>> Start Given records
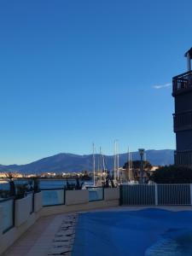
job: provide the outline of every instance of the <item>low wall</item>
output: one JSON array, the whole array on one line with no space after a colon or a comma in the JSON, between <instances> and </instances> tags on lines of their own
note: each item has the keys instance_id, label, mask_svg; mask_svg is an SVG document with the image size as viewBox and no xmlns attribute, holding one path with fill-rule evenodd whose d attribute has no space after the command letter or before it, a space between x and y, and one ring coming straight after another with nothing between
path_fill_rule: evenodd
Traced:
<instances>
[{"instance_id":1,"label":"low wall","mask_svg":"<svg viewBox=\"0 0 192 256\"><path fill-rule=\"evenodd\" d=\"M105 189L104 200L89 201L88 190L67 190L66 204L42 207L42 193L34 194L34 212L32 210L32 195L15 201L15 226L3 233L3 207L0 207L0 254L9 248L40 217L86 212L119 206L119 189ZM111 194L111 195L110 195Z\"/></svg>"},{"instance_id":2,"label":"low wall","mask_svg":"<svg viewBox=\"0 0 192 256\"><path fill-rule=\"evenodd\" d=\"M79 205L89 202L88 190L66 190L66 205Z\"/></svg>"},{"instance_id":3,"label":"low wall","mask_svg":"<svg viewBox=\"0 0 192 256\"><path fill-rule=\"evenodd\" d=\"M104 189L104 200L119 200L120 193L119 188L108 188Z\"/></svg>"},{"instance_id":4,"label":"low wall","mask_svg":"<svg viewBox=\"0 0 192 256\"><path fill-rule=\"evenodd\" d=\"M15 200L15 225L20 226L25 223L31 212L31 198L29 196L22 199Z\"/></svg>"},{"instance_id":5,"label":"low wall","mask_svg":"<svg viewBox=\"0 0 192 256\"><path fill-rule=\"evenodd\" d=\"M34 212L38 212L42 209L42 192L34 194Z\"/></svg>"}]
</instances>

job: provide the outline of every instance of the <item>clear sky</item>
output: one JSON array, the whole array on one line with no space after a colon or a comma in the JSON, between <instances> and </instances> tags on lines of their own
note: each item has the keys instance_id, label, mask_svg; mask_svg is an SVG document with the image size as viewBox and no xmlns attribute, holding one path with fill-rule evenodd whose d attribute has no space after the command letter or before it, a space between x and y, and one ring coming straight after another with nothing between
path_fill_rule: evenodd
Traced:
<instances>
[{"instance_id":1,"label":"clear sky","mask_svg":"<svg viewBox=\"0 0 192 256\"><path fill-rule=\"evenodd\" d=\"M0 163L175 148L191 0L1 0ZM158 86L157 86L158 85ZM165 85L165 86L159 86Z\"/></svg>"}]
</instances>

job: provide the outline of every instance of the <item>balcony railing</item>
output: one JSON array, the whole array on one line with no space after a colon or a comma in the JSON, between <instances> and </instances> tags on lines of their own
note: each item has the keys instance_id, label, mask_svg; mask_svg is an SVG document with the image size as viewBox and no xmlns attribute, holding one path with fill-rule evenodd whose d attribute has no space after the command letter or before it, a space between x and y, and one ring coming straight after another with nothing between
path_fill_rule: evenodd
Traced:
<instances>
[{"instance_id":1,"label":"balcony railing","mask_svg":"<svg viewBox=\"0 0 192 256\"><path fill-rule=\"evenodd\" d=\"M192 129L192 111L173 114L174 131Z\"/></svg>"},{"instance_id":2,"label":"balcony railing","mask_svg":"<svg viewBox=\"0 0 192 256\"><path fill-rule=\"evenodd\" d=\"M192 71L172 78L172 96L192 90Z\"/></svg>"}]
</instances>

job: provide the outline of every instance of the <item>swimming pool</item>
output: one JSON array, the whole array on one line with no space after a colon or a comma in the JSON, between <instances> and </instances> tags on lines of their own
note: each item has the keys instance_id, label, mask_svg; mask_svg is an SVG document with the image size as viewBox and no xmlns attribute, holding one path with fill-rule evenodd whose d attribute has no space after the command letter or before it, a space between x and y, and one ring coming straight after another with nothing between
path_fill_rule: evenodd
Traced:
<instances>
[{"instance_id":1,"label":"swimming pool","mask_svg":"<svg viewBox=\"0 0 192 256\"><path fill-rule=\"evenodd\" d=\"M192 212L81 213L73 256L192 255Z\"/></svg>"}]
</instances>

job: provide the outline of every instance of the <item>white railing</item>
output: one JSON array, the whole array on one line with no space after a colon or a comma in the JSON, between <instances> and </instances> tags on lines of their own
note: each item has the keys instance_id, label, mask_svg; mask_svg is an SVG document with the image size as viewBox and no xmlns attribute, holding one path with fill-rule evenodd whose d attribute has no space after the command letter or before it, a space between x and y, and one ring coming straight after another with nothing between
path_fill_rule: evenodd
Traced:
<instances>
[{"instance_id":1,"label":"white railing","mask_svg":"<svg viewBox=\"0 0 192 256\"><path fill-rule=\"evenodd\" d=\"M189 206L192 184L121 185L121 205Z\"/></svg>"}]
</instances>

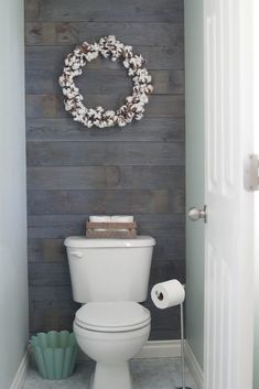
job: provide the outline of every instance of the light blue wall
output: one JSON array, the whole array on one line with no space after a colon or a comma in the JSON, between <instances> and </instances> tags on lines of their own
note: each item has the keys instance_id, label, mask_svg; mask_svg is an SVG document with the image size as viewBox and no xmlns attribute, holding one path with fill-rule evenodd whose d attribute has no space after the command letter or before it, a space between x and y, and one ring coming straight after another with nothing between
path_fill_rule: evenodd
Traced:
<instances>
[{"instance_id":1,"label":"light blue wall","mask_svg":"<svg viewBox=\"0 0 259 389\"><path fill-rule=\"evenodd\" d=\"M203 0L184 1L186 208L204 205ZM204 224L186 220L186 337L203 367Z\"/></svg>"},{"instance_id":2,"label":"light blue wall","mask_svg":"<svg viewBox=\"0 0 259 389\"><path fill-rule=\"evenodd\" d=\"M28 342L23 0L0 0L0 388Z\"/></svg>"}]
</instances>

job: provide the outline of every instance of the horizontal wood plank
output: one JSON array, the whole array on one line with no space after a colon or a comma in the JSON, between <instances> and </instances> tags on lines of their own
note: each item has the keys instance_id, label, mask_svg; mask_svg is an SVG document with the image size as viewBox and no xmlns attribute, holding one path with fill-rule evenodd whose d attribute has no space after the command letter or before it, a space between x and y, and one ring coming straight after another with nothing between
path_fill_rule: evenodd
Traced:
>> End Given records
Reproduce exactly the lines from the one with "job: provide the outline of every instance of the horizontal" through the end of the entries above, both ends included.

• **Written response**:
job: provide the outline of every instance of the horizontal wood plank
output: one JSON array, the whole array on one line with no space after a colon or a comma in the JSON, between <instances> and </instances> tags on lines of their own
note: each item has the keys instance_id, label, mask_svg; mask_svg is an SVG document with the image size as viewBox and no xmlns attribute, holding one path with fill-rule evenodd whose d attribute has no space after the command letter or before it, a space between x and y, and one ring coming straight after another with nothing between
path_fill_rule: evenodd
Traced:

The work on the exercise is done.